(Excerpt from a dataset)

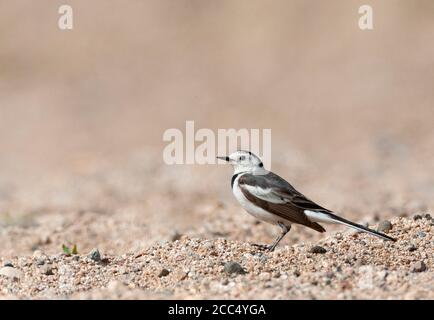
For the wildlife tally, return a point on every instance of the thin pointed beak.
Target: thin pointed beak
(223, 158)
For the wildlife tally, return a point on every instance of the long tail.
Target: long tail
(332, 218)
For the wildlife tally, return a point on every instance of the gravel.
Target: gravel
(419, 266)
(95, 255)
(317, 249)
(356, 265)
(385, 226)
(232, 267)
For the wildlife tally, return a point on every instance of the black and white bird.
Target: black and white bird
(272, 199)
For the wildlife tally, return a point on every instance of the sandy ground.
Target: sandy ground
(82, 116)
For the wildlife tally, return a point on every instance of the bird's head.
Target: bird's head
(244, 161)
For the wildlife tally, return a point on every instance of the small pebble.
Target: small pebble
(412, 248)
(11, 273)
(95, 255)
(175, 236)
(47, 270)
(419, 266)
(180, 275)
(233, 268)
(318, 249)
(265, 276)
(163, 272)
(385, 226)
(421, 234)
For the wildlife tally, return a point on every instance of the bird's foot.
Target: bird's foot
(263, 247)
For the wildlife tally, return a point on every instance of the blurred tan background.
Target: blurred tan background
(82, 112)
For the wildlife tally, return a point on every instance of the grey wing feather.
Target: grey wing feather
(276, 195)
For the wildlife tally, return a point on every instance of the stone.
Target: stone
(317, 249)
(163, 272)
(232, 267)
(11, 273)
(385, 226)
(419, 266)
(46, 270)
(95, 255)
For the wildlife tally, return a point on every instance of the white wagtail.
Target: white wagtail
(272, 199)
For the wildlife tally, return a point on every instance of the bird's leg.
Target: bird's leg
(284, 231)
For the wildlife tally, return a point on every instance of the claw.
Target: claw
(264, 247)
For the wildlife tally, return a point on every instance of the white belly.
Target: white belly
(255, 211)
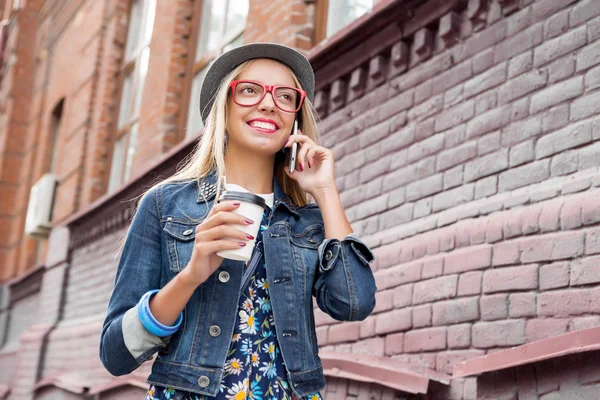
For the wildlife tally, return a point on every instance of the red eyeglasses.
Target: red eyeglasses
(250, 93)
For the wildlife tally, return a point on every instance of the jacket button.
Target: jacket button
(203, 381)
(224, 276)
(214, 331)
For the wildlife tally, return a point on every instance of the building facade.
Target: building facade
(467, 144)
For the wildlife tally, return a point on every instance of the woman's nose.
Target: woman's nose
(267, 103)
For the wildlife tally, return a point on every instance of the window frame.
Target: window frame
(131, 65)
(321, 17)
(198, 65)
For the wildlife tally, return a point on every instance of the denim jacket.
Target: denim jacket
(300, 263)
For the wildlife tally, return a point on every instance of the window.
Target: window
(134, 70)
(333, 15)
(55, 121)
(221, 28)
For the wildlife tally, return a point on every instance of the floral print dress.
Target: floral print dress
(254, 368)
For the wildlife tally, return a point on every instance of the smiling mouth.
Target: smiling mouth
(263, 126)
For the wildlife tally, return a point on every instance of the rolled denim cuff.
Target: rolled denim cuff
(150, 323)
(361, 250)
(329, 251)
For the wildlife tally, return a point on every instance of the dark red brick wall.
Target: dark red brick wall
(468, 157)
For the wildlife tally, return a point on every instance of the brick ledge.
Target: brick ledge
(562, 345)
(380, 370)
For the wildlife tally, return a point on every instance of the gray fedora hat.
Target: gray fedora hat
(231, 59)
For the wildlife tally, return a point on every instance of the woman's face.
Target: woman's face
(262, 128)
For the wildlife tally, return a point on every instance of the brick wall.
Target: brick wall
(468, 157)
(570, 377)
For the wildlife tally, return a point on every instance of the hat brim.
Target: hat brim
(230, 60)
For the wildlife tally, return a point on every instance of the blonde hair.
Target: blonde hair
(209, 154)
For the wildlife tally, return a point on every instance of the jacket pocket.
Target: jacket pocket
(180, 243)
(310, 238)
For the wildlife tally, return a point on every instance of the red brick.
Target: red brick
(398, 275)
(585, 271)
(322, 335)
(584, 11)
(367, 328)
(556, 25)
(394, 344)
(506, 253)
(435, 289)
(592, 242)
(403, 295)
(522, 85)
(372, 346)
(485, 81)
(556, 94)
(590, 209)
(446, 360)
(522, 305)
(459, 336)
(393, 321)
(510, 279)
(563, 303)
(554, 276)
(520, 64)
(549, 217)
(547, 377)
(472, 258)
(525, 175)
(455, 311)
(469, 283)
(552, 49)
(455, 116)
(557, 246)
(498, 333)
(531, 219)
(555, 118)
(421, 316)
(589, 371)
(383, 301)
(433, 267)
(425, 340)
(344, 332)
(538, 329)
(572, 136)
(494, 307)
(584, 323)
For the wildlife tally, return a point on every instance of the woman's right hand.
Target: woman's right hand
(213, 235)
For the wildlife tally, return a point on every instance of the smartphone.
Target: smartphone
(294, 148)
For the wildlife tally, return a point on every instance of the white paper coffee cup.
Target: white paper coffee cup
(251, 207)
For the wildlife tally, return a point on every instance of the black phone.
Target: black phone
(294, 148)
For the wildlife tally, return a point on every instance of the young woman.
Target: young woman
(229, 329)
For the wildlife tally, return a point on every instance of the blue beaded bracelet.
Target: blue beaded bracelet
(148, 320)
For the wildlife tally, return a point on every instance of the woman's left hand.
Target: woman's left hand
(314, 165)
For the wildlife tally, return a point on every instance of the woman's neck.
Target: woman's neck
(253, 172)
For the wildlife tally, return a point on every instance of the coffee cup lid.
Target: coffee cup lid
(248, 197)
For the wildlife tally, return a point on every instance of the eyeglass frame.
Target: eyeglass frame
(266, 89)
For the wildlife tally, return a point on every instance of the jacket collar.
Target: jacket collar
(207, 191)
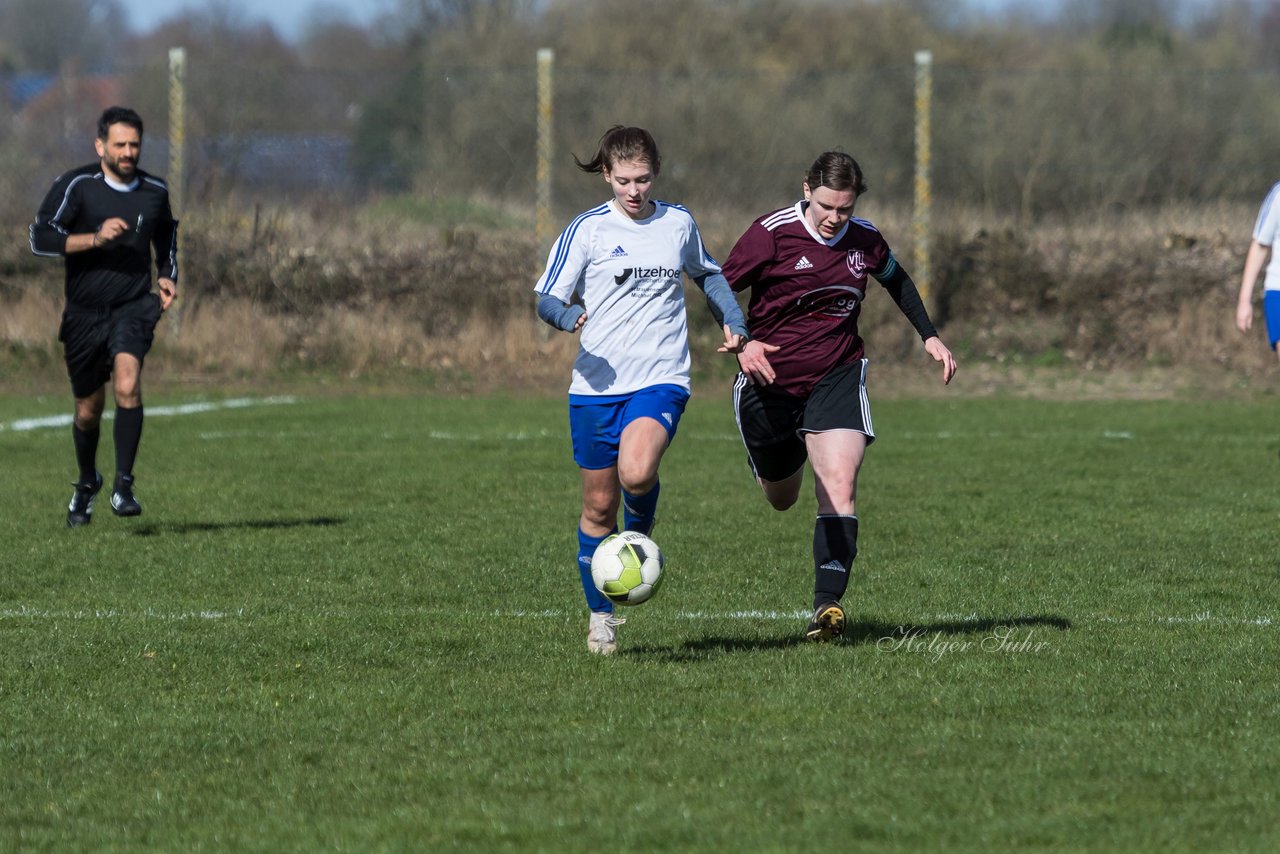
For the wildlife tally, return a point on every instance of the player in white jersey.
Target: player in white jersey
(1266, 229)
(615, 275)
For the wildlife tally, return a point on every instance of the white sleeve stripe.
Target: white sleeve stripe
(1265, 214)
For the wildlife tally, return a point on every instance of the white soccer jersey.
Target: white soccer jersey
(1266, 231)
(627, 274)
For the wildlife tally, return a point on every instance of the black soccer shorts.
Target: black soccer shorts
(92, 337)
(773, 425)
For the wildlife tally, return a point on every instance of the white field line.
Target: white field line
(24, 612)
(182, 409)
(33, 613)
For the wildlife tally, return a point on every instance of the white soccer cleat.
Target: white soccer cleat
(602, 635)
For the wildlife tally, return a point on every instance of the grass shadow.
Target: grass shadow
(155, 529)
(856, 633)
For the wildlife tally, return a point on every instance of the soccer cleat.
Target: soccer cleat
(123, 503)
(81, 510)
(828, 621)
(602, 636)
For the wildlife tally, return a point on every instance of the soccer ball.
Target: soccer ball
(627, 567)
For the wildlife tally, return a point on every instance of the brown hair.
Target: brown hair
(621, 144)
(836, 170)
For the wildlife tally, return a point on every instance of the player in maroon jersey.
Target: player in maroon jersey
(801, 392)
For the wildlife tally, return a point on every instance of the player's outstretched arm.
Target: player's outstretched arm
(168, 292)
(560, 315)
(734, 342)
(755, 364)
(935, 347)
(1253, 263)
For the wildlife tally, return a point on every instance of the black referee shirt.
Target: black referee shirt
(78, 202)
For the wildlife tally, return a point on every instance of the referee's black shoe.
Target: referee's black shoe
(81, 510)
(123, 503)
(827, 624)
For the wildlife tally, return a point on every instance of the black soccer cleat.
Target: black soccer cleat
(827, 624)
(81, 510)
(123, 503)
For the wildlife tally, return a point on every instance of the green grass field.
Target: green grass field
(355, 624)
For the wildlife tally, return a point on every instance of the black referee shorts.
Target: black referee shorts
(773, 425)
(92, 337)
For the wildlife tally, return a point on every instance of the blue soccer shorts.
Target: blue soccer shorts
(1271, 311)
(595, 423)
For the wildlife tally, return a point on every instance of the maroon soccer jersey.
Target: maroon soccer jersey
(805, 292)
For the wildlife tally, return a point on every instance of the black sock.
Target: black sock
(128, 434)
(86, 452)
(835, 546)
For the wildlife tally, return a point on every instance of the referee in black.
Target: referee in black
(104, 220)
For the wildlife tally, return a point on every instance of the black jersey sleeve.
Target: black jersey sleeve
(904, 292)
(59, 209)
(165, 242)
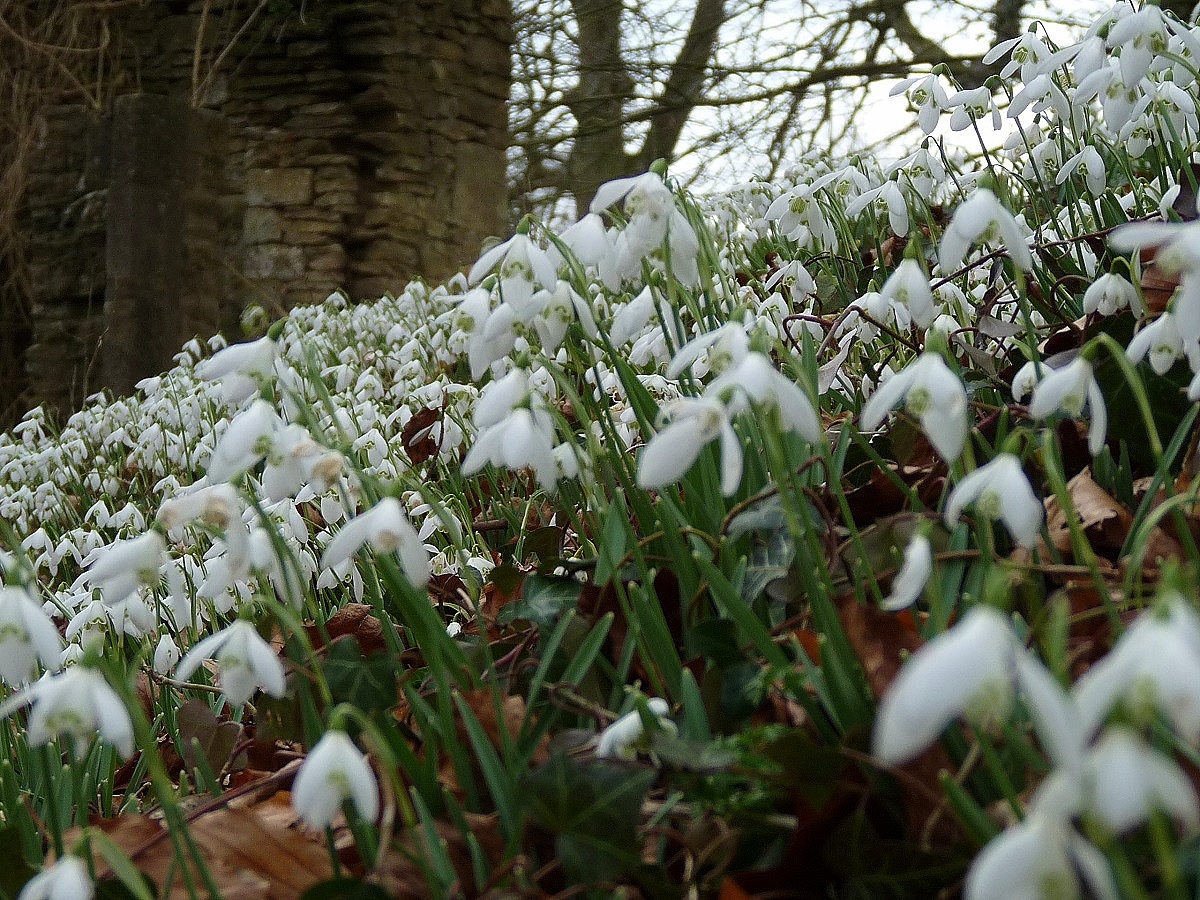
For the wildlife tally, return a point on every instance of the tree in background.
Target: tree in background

→ What is needed
Output the lines of the data as a numbered list, starting at the line containing "blue soccer shorts." and ending at the final line of the data, with blank lines and pictures omitted.

→ Solution for this exercise
1. For the wildlife tally, return a point on every instance of the blue soccer shorts.
2. Target: blue soccer shorts
3. (1271, 311)
4. (595, 423)
5. For the wildlife tally, return a point on every instance of the maroon soccer jersey.
6. Target: maroon soccer jersey
7. (805, 292)
8. For the wildlife tally, return a point on every instance of the black sock.
9. Target: black sock
10. (128, 434)
11. (86, 452)
12. (835, 546)
13. For the wildlife tally, return a point on every instance of the referee in black.
14. Target: referee in black
15. (104, 220)
16. For the wildlife tally, return a point on every instance of the black jersey sleeve.
17. Target: black jersey sleeve
18. (904, 292)
19. (59, 209)
20. (165, 242)
21. For the wildlife tally, return a point on every instance of the tree in background.
22. Target: tree in background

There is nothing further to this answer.